▶ **Page extract**:
[BEGIN]
History

Eduardo Figueroa d9c424e4fc refactor(monitoring): Remove Tinyauth middleware from monitoring services Remove Tinyauth SSO middleware from Loki and Uptime Kuma. These services will migrate to Authelia for authentication.		2025-12-12 23:17:26 +00:00
..
.env	feat: Add Uptime Kuma for service uptime and status monitoring	2025-11-09 01:21:14 +00:00
.gitignore	feat: Add Uptime Kuma for service uptime and status monitoring	2025-11-09 01:21:14 +00:00
compose.yaml	refactor(monitoring): Remove Tinyauth middleware from monitoring services	2025-12-12 23:17:26 +00:00
README.md	feat: Add Uptime Kuma for service uptime and status monitoring	2025-11-09 01:21:14 +00:00

README.md

Uptime Kuma - Status & Uptime Monitoring

Beautiful uptime monitoring and alerting for all your homelab services.

Overview

Uptime Kuma monitors the health and uptime of your services:

✅ HTTP(s) Monitoring: Check if web services are responding
✅ TCP Port Monitoring: Check if services are listening on ports
✅ Docker Container Monitoring: Check container status
✅ Response Time: Measure how fast services respond
✅ SSL Certificate Monitoring: Alert before certificates expire
✅ Status Pages: Public or private status pages
✅ Notifications: Email, Discord, Slack, Pushover, and 90+ more
✅ Beautiful UI: Clean, modern interface

Quick Start

1. Deploy

cd ~/homelab/compose/monitoring/uptime
docker compose up -d

2. Access Web UI

Go to: https://status.fig.systems

3. Create Admin Account

On first visit, you'll be prompted to create an admin account:

Username: admin (or your choice)
[END]
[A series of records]
[BEGIN]
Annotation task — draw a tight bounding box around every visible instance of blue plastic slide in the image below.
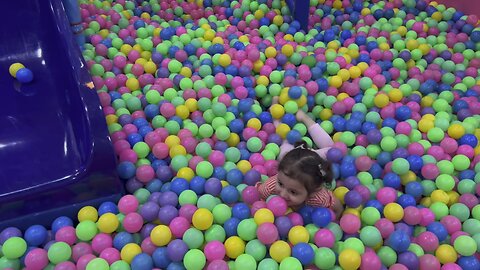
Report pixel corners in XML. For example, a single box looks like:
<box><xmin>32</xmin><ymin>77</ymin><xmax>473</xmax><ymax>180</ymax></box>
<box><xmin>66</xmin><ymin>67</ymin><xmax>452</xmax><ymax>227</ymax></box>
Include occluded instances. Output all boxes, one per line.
<box><xmin>0</xmin><ymin>0</ymin><xmax>123</xmax><ymax>231</ymax></box>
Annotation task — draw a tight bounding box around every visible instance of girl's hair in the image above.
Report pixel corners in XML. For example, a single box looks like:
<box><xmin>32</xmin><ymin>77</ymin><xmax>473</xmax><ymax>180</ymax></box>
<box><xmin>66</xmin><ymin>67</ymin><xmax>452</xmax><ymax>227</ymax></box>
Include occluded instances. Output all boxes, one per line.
<box><xmin>278</xmin><ymin>141</ymin><xmax>333</xmax><ymax>194</ymax></box>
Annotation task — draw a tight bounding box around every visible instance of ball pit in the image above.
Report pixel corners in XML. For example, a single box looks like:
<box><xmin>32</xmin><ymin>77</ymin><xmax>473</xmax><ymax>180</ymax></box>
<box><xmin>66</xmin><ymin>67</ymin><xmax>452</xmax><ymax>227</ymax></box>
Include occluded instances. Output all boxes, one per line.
<box><xmin>0</xmin><ymin>0</ymin><xmax>480</xmax><ymax>270</ymax></box>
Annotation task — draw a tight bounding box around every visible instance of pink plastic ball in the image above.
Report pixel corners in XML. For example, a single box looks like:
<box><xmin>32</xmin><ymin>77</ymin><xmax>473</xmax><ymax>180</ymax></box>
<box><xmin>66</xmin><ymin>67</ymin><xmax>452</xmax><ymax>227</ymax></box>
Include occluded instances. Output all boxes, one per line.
<box><xmin>72</xmin><ymin>242</ymin><xmax>93</xmax><ymax>262</ymax></box>
<box><xmin>420</xmin><ymin>254</ymin><xmax>440</xmax><ymax>270</ymax></box>
<box><xmin>314</xmin><ymin>229</ymin><xmax>335</xmax><ymax>248</ymax></box>
<box><xmin>375</xmin><ymin>218</ymin><xmax>395</xmax><ymax>239</ymax></box>
<box><xmin>376</xmin><ymin>187</ymin><xmax>397</xmax><ymax>205</ymax></box>
<box><xmin>118</xmin><ymin>195</ymin><xmax>138</xmax><ymax>214</ymax></box>
<box><xmin>267</xmin><ymin>196</ymin><xmax>288</xmax><ymax>217</ymax></box>
<box><xmin>242</xmin><ymin>186</ymin><xmax>260</xmax><ymax>205</ymax></box>
<box><xmin>360</xmin><ymin>251</ymin><xmax>382</xmax><ymax>270</ymax></box>
<box><xmin>92</xmin><ymin>233</ymin><xmax>113</xmax><ymax>254</ymax></box>
<box><xmin>99</xmin><ymin>247</ymin><xmax>121</xmax><ymax>264</ymax></box>
<box><xmin>421</xmin><ymin>163</ymin><xmax>440</xmax><ymax>180</ymax></box>
<box><xmin>207</xmin><ymin>260</ymin><xmax>229</xmax><ymax>270</ymax></box>
<box><xmin>420</xmin><ymin>208</ymin><xmax>435</xmax><ymax>226</ymax></box>
<box><xmin>169</xmin><ymin>216</ymin><xmax>190</xmax><ymax>238</ymax></box>
<box><xmin>340</xmin><ymin>214</ymin><xmax>361</xmax><ymax>234</ymax></box>
<box><xmin>77</xmin><ymin>254</ymin><xmax>96</xmax><ymax>270</ymax></box>
<box><xmin>140</xmin><ymin>237</ymin><xmax>157</xmax><ymax>255</ymax></box>
<box><xmin>122</xmin><ymin>212</ymin><xmax>142</xmax><ymax>233</ymax></box>
<box><xmin>416</xmin><ymin>231</ymin><xmax>438</xmax><ymax>252</ymax></box>
<box><xmin>440</xmin><ymin>263</ymin><xmax>462</xmax><ymax>270</ymax></box>
<box><xmin>403</xmin><ymin>206</ymin><xmax>422</xmax><ymax>225</ymax></box>
<box><xmin>440</xmin><ymin>215</ymin><xmax>462</xmax><ymax>234</ymax></box>
<box><xmin>287</xmin><ymin>212</ymin><xmax>304</xmax><ymax>226</ymax></box>
<box><xmin>203</xmin><ymin>240</ymin><xmax>226</xmax><ymax>261</ymax></box>
<box><xmin>257</xmin><ymin>222</ymin><xmax>278</xmax><ymax>245</ymax></box>
<box><xmin>355</xmin><ymin>156</ymin><xmax>373</xmax><ymax>172</ymax></box>
<box><xmin>54</xmin><ymin>261</ymin><xmax>77</xmax><ymax>270</ymax></box>
<box><xmin>250</xmin><ymin>201</ymin><xmax>267</xmax><ymax>216</ymax></box>
<box><xmin>136</xmin><ymin>165</ymin><xmax>155</xmax><ymax>184</ymax></box>
<box><xmin>25</xmin><ymin>248</ymin><xmax>48</xmax><ymax>270</ymax></box>
<box><xmin>178</xmin><ymin>204</ymin><xmax>198</xmax><ymax>222</ymax></box>
<box><xmin>55</xmin><ymin>226</ymin><xmax>77</xmax><ymax>246</ymax></box>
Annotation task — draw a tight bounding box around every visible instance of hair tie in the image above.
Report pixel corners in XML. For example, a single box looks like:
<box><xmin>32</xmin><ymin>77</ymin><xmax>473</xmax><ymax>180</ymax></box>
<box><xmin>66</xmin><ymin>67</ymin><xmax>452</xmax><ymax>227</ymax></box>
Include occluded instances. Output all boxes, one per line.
[END]
▶ **Problems and tasks**:
- 1) For each statement about the Uptime Kuma page, answer yes or no and quote the words from the page that decide it. (a) The web interface is reached at https://status.fig.systems. (b) The most recent commit added Tinyauth middleware to Loki and Uptime Kuma. (c) Uptime Kuma can send an alert before SSL certificates expire.
- 2) Copy word for word the lines of the records starting at the line that contains "tie in the image above." and ending at the end of the records, both included.
The Uptime Kuma page and the records are separate, unrelated material.

▶ **Results of the tasks**:
- 1)
(a) Yes: "Go to: https://status.fig.systems"
(b) No: "Remove Tinyauth SSO middleware from Loki and Uptime Kuma."
(c) Yes: "SSL Certificate Monitoring: Alert before certificates expire"

- 2)
Annotation task — draw a tight bounding box around every visible instance of hair tie in the image above.
Report pixel corners in XML. For example, a single box looks like:
<box><xmin>32</xmin><ymin>77</ymin><xmax>473</xmax><ymax>180</ymax></box>
<box><xmin>66</xmin><ymin>67</ymin><xmax>452</xmax><ymax>227</ymax></box>
Include occluded instances. Output all boxes, one per line.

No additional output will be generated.